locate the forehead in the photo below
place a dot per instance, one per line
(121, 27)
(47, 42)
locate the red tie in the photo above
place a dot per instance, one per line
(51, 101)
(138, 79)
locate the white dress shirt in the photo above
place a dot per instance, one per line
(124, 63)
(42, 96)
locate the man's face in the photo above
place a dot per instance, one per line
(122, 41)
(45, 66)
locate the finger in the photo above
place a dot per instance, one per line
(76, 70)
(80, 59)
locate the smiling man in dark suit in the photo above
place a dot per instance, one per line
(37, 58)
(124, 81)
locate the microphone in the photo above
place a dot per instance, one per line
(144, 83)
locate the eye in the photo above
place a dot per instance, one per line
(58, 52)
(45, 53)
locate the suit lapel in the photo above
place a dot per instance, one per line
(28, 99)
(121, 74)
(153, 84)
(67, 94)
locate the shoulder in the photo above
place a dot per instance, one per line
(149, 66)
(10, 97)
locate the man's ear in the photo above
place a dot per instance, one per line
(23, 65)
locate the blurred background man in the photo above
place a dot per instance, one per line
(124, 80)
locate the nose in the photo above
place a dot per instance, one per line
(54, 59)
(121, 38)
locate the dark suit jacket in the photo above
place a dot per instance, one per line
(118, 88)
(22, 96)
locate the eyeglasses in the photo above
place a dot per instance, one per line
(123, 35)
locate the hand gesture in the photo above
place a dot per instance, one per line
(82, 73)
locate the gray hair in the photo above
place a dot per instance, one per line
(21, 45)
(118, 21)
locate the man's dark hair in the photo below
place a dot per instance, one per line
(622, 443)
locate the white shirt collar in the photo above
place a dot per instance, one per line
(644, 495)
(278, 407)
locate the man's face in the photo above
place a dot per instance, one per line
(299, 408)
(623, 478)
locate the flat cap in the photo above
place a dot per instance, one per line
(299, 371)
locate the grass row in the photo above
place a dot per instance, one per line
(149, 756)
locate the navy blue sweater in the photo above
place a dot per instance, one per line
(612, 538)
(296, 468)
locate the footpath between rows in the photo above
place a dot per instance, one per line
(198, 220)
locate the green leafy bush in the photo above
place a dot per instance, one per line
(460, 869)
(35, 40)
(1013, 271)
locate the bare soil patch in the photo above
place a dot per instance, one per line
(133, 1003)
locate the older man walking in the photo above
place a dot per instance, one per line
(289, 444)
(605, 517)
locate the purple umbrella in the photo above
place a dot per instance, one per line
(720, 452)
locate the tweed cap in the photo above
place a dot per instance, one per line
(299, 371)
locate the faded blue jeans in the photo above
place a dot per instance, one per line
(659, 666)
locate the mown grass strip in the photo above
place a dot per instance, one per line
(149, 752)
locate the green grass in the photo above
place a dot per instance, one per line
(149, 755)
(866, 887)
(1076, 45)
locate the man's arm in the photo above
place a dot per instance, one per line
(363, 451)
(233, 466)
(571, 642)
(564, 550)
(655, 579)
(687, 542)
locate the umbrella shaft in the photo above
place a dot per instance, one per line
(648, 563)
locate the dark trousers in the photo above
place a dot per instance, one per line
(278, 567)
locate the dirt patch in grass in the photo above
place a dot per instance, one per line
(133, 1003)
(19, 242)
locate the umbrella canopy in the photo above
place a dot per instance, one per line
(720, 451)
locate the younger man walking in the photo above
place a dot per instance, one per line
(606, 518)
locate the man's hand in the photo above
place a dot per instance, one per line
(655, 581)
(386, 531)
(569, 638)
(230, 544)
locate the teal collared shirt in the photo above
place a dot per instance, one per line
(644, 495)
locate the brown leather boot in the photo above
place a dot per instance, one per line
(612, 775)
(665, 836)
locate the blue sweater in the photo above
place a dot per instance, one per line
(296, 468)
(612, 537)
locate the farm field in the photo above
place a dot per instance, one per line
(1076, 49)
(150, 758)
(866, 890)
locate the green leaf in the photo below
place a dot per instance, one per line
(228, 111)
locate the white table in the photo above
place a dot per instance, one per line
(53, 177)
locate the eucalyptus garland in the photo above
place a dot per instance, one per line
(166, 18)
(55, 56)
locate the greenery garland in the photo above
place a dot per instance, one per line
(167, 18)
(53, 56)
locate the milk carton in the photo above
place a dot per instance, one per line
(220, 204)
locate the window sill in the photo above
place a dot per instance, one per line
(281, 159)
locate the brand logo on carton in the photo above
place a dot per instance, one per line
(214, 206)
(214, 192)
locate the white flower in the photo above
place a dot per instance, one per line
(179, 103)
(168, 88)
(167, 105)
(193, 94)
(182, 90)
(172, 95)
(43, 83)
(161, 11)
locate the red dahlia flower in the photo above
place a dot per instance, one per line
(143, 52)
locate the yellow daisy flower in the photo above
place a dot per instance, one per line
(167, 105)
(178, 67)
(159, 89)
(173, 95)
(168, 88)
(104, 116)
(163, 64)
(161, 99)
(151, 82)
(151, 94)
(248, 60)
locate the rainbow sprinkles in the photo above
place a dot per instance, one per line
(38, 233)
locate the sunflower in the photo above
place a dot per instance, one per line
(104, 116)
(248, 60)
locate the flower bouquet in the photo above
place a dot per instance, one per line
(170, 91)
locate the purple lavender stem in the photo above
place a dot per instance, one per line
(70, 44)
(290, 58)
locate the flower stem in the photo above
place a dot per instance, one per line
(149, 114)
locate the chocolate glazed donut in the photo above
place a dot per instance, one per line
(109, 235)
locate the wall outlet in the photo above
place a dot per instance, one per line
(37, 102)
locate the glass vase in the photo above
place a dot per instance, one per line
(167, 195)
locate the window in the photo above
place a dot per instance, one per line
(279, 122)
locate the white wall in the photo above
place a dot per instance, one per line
═══
Copy out each line of the listing that holds the string "grass".

locate the grass row in the photo above
locate the mown grass strip in the photo above
locate the green grass in the photo above
locate the dirt patch in grass in the photo above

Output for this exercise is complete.